Annotated coordinate records
* * *

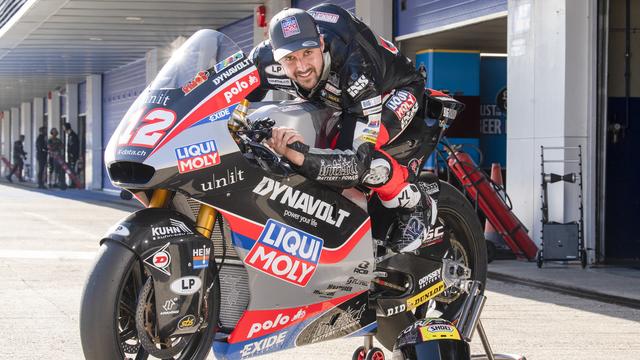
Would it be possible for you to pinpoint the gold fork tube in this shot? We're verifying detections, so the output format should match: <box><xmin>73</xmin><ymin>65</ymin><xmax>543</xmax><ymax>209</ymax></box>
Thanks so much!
<box><xmin>196</xmin><ymin>204</ymin><xmax>216</xmax><ymax>239</ymax></box>
<box><xmin>149</xmin><ymin>189</ymin><xmax>169</xmax><ymax>208</ymax></box>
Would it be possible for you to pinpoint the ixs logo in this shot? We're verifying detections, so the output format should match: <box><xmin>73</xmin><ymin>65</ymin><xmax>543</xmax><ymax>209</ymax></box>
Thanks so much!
<box><xmin>253</xmin><ymin>177</ymin><xmax>351</xmax><ymax>227</ymax></box>
<box><xmin>175</xmin><ymin>140</ymin><xmax>220</xmax><ymax>174</ymax></box>
<box><xmin>182</xmin><ymin>71</ymin><xmax>209</xmax><ymax>95</ymax></box>
<box><xmin>244</xmin><ymin>219</ymin><xmax>324</xmax><ymax>287</ymax></box>
<box><xmin>385</xmin><ymin>90</ymin><xmax>418</xmax><ymax>129</ymax></box>
<box><xmin>223</xmin><ymin>71</ymin><xmax>260</xmax><ymax>104</ymax></box>
<box><xmin>240</xmin><ymin>331</ymin><xmax>288</xmax><ymax>358</ymax></box>
<box><xmin>151</xmin><ymin>219</ymin><xmax>193</xmax><ymax>240</ymax></box>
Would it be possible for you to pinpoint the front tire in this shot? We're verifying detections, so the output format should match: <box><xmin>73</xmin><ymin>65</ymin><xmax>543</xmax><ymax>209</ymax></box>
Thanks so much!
<box><xmin>80</xmin><ymin>241</ymin><xmax>220</xmax><ymax>360</ymax></box>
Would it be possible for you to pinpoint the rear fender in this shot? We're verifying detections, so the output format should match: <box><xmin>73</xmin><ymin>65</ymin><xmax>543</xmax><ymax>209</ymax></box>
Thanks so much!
<box><xmin>101</xmin><ymin>208</ymin><xmax>213</xmax><ymax>338</ymax></box>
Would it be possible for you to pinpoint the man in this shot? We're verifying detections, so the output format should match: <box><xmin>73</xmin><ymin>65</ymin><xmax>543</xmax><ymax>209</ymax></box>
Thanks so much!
<box><xmin>47</xmin><ymin>128</ymin><xmax>67</xmax><ymax>190</ymax></box>
<box><xmin>63</xmin><ymin>122</ymin><xmax>80</xmax><ymax>186</ymax></box>
<box><xmin>249</xmin><ymin>4</ymin><xmax>448</xmax><ymax>252</ymax></box>
<box><xmin>7</xmin><ymin>135</ymin><xmax>27</xmax><ymax>182</ymax></box>
<box><xmin>36</xmin><ymin>126</ymin><xmax>47</xmax><ymax>189</ymax></box>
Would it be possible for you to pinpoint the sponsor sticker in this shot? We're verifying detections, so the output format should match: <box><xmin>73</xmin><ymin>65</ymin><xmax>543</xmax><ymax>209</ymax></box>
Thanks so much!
<box><xmin>360</xmin><ymin>95</ymin><xmax>382</xmax><ymax>109</ymax></box>
<box><xmin>407</xmin><ymin>281</ymin><xmax>444</xmax><ymax>310</ymax></box>
<box><xmin>240</xmin><ymin>331</ymin><xmax>287</xmax><ymax>358</ymax></box>
<box><xmin>280</xmin><ymin>16</ymin><xmax>300</xmax><ymax>38</ymax></box>
<box><xmin>223</xmin><ymin>71</ymin><xmax>260</xmax><ymax>104</ymax></box>
<box><xmin>144</xmin><ymin>243</ymin><xmax>171</xmax><ymax>276</ymax></box>
<box><xmin>214</xmin><ymin>51</ymin><xmax>244</xmax><ymax>73</ymax></box>
<box><xmin>191</xmin><ymin>246</ymin><xmax>211</xmax><ymax>269</ymax></box>
<box><xmin>420</xmin><ymin>324</ymin><xmax>460</xmax><ymax>341</ymax></box>
<box><xmin>175</xmin><ymin>140</ymin><xmax>220</xmax><ymax>174</ymax></box>
<box><xmin>347</xmin><ymin>75</ymin><xmax>369</xmax><ymax>98</ymax></box>
<box><xmin>385</xmin><ymin>90</ymin><xmax>418</xmax><ymax>129</ymax></box>
<box><xmin>309</xmin><ymin>11</ymin><xmax>340</xmax><ymax>24</ymax></box>
<box><xmin>244</xmin><ymin>219</ymin><xmax>324</xmax><ymax>287</ymax></box>
<box><xmin>169</xmin><ymin>276</ymin><xmax>202</xmax><ymax>295</ymax></box>
<box><xmin>253</xmin><ymin>176</ymin><xmax>351</xmax><ymax>228</ymax></box>
<box><xmin>160</xmin><ymin>298</ymin><xmax>179</xmax><ymax>315</ymax></box>
<box><xmin>182</xmin><ymin>71</ymin><xmax>209</xmax><ymax>95</ymax></box>
<box><xmin>178</xmin><ymin>315</ymin><xmax>196</xmax><ymax>330</ymax></box>
<box><xmin>267</xmin><ymin>78</ymin><xmax>291</xmax><ymax>86</ymax></box>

* * *

> WRITTEN PROBLEM
Count the lines of the material above that contain the word "output", and reply with the number alone.

> EXERCISE ANSWER
6